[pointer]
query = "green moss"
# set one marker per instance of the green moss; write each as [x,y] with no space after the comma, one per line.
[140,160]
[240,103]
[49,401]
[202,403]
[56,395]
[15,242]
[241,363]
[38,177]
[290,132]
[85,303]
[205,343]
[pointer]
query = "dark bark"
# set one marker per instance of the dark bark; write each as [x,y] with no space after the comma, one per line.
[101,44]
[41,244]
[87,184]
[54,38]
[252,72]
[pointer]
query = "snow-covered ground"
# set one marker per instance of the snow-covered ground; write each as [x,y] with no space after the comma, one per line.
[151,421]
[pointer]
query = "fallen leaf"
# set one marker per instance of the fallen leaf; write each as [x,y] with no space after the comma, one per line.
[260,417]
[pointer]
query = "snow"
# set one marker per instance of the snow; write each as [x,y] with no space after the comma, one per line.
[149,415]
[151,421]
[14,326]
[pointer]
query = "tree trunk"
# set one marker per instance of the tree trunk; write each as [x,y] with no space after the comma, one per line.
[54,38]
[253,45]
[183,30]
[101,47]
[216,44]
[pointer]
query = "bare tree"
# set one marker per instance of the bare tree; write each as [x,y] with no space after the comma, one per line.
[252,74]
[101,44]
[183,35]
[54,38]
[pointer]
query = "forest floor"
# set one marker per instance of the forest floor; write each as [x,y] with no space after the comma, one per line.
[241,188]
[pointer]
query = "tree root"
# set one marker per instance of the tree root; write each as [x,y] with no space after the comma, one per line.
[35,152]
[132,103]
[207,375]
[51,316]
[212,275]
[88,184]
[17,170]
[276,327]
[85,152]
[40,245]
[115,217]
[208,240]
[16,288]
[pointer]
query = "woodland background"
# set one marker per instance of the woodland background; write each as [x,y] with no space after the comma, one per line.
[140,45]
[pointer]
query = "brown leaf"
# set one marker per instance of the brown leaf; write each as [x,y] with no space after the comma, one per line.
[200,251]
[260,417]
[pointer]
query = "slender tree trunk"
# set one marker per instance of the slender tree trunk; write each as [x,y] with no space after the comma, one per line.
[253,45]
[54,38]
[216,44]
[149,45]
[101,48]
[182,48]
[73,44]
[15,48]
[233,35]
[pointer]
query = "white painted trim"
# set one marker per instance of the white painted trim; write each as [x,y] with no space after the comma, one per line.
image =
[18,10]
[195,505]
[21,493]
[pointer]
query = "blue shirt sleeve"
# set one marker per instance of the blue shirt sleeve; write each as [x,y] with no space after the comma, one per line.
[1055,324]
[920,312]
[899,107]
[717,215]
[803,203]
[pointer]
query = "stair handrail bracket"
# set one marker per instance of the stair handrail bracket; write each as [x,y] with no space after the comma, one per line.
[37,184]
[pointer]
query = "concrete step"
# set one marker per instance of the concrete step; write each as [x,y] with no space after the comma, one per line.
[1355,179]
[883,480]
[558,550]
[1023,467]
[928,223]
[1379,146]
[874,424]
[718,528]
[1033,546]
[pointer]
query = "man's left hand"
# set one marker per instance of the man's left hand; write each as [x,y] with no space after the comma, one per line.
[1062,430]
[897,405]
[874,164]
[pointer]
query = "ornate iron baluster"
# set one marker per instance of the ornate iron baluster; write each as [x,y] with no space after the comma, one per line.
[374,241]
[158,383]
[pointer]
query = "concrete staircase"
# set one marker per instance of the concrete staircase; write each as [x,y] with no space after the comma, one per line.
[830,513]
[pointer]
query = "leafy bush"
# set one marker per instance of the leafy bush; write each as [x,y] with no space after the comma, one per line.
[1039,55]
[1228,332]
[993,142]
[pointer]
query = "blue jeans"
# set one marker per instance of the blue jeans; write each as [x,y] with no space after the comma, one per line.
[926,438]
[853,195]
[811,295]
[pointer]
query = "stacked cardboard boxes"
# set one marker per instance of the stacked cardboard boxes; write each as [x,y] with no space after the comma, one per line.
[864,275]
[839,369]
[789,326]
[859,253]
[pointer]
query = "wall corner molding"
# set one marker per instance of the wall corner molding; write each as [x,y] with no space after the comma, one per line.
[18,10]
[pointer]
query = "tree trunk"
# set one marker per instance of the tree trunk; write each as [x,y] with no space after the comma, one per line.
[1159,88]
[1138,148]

◇ ◇ ◇ ◇ ◇ ◇ ◇

Assignment »
Throughout the material above, report each line holding the word "painted".

Answer to this exercise »
query = "white painted trim"
# set one marker per instance of the white painted trim; write each as [x,y] with no space after the comma, one per line.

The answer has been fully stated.